**TASK DETAILS**
Reproduce all of the listing below without alteration.
————————
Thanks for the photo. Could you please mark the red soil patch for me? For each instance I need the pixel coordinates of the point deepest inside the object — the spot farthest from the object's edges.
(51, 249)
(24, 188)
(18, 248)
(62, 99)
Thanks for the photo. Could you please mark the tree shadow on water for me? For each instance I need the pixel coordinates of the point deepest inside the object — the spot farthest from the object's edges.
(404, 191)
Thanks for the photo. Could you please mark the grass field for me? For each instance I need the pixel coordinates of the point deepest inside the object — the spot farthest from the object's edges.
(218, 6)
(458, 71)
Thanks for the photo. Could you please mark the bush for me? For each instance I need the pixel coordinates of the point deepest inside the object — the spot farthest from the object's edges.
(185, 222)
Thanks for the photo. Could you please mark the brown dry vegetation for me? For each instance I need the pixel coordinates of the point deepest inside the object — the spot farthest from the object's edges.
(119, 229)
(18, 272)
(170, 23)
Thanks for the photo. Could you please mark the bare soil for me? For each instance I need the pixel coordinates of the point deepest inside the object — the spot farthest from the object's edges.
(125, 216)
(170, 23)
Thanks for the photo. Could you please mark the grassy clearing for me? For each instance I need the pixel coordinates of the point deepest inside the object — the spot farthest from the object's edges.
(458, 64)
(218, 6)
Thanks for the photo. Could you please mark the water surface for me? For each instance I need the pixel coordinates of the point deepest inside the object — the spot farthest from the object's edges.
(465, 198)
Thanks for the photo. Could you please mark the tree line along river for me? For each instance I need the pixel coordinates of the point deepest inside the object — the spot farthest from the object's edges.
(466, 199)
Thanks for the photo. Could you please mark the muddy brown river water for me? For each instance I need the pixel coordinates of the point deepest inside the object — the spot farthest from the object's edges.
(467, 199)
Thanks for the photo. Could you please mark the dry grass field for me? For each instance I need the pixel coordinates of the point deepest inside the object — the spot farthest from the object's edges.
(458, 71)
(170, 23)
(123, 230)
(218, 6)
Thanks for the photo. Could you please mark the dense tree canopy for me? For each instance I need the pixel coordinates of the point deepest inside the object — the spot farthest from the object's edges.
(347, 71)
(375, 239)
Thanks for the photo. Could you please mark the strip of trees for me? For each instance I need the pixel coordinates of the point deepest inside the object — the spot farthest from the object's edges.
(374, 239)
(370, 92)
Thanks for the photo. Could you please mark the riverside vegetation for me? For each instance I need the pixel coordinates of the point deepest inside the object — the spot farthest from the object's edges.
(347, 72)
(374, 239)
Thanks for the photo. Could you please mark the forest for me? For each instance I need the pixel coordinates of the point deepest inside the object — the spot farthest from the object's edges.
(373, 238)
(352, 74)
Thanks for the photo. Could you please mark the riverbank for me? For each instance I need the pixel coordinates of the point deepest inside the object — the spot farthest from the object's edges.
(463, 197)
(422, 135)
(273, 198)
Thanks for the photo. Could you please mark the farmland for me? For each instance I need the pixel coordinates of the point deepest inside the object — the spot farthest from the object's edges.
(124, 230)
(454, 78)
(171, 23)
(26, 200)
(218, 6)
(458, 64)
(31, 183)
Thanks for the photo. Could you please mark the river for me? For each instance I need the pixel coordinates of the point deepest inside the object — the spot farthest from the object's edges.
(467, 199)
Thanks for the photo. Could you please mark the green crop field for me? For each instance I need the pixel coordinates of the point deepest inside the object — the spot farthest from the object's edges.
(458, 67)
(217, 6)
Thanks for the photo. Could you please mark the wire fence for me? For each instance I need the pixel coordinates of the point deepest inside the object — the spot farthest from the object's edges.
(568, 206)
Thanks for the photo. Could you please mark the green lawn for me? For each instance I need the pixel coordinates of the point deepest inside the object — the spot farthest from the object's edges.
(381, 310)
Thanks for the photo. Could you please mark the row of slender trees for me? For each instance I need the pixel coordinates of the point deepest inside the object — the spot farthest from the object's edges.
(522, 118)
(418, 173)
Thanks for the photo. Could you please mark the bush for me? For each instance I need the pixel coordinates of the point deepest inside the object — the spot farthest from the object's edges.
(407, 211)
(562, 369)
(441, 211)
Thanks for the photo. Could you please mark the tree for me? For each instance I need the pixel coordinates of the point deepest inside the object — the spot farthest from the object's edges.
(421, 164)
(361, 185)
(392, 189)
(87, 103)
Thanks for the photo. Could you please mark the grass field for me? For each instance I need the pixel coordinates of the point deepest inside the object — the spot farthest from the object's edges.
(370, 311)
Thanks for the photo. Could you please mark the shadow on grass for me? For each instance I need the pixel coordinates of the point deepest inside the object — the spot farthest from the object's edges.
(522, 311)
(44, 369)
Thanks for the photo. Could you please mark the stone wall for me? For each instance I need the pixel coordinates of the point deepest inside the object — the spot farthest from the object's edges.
————————
**RESPONSE TO THE EXERCISE**
Thanks for the photo. Could you please mark the red soil patch for me? For each instance I need the pixel coordinates of the point deepest inside the object — the spot farthest from the object's edges.
(51, 249)
(24, 188)
(18, 248)
(62, 99)
Thanks for the photo. Could you please mark the tree shadow on water for me? For each instance I need the pixel coordinates of the point deepest inside the object — the spot farthest from the object's edges.
(404, 191)
Thanks for the photo. Could you please mark the grass field for me? For each instance I need the pixel coordinates of the point deepest inside the object — the spot farthest from the object's edges.
(218, 6)
(458, 71)
Thanks for the photo. Could you please mark the bush for me? For each instance I need the pixel coordinates of the point deepest inside the object — the spot farthest from the object's edges.
(185, 222)
Thanks for the photo. Could you please mark the brown dry vegetation for me? For each instance I need the pixel coordinates of the point deepest inside the object — the spot farthest from the object's edges.
(119, 229)
(18, 272)
(170, 23)
Thanks for the photo. Could you please mark the bare soil for me? For each instance I need the pixel coordinates of the point deepest inside the object — the spot farthest from the object's edges.
(125, 216)
(170, 23)
Thanks for the photo. Could you please mark the grassy clearing for me? For each instance I need the pixel coordinates of the point deepest inside the object — the spot farthest from the object's edges.
(458, 64)
(218, 6)
Thanks for the photo. Could you please mark the water surface for me? For each instance I need the pixel coordinates of the point deepest inside the object — the spot farthest from the object's edges.
(465, 198)
Thanks for the photo. Could you please mark the tree line along river for me? For each instance I need the pixel coordinates of the point deepest inside the object — the spot farthest from the object's edges.
(466, 199)
Thanks for the photo. Could you please mark the muddy brown river water for me? For each instance I need the pixel coordinates of the point deepest inside the object — the spot farthest from the object's edges.
(467, 199)
Thanks for the photo. Could you please mark the dry grass field for me? For each instance I need the pixel coordinates of the point deepest inside the object — the spot farthest from the object's edges.
(458, 71)
(170, 23)
(123, 230)
(218, 6)
Thanks for the photo. Could you please mark the dense tree canopy for me? For each instance I need the pixel coordinates of the point deepest inside the object — the spot farthest from the object's edges.
(347, 71)
(375, 239)
Thanks for the photo. Could you please mark the strip of trees for me? For each instance I need the pixel coordinates of the point deepest inside the object — the spot farthest from the object's edges.
(374, 239)
(370, 92)
Thanks for the photo. Could you please mark the riverside vegetation for me? For each instance I need the pixel coordinates of the point deepest inside the object — the spot farthest from the object's edges.
(347, 72)
(374, 239)
Thanks for the photo. Could you please mark the forest for me? For each instance I need the pixel coordinates of the point deepest inside the object — the spot farthest from the object's edges.
(373, 238)
(352, 74)
Thanks for the photo. Could you please mark the riverbank for me? For each instance I need the pixel coordinates of the point deepest inside the object — the spot farthest from the object's edges.
(463, 197)
(422, 135)
(273, 198)
Thanks for the photo. Could you please mark the farmland for me? For each instance I need the pixel coordinates of the point deepest inside the object — the spot farthest from the object's edges.
(124, 230)
(454, 78)
(171, 23)
(26, 200)
(218, 6)
(458, 64)
(31, 183)
Thanks for the photo. Could you please mark the river for me? For each instance I need the pixel coordinates of the point deepest inside the object — the spot farthest from the object's edges.
(467, 199)
Thanks for the photo. Could you please mark the green crop field for me? For each instance I need the pixel coordinates of the point deepest inside the object — the spot farthest from the object's edges.
(458, 67)
(217, 6)
Thanks for the photo. Could you please mark the wire fence for me? For each instance I need the pixel coordinates of the point deepest inside the object — the spot farthest from the object's edges.
(568, 206)
Thanks for the photo. Could you please mark the green lawn for me? For each instance I need the pixel coordinates of the point deepest inside the object — the spot farthest from the object's edges.
(381, 310)
Thanks for the photo. Could you please mark the row of slender trees for me? For each instance I need the pixel coordinates of the point deepest inside the object — the spot farthest from the object's edges.
(522, 118)
(418, 173)
Thanks for the photo. Could you please mark the bush for me? For each instance I need the pixel coordinates of the point deepest inside the object — the spot farthest from the object's edges.
(407, 211)
(562, 369)
(441, 211)
Thanks for the photo. Could you please mark the tree for me? For each instance I need the pixel coordinates of the point deepest inside the object — the spot farthest from the object's edges.
(421, 164)
(361, 185)
(392, 189)
(87, 103)
Thanks for the photo. Could you please mark the grass field for me? For each instance I need the pixel coordinates of the point deepest inside the object — the spot farthest from the object's edges.
(370, 311)
Thanks for the photo. Could you please mark the shadow on grass for me? For each instance I need the pixel coordinates of the point deepest inside the object — the spot farthest from the object's edges.
(522, 311)
(44, 369)
Thanks for the photo. Could you please mark the stone wall for me? For each instance I need the pixel coordinates of the point deepest inside the object — the spot farthest from the object's edges.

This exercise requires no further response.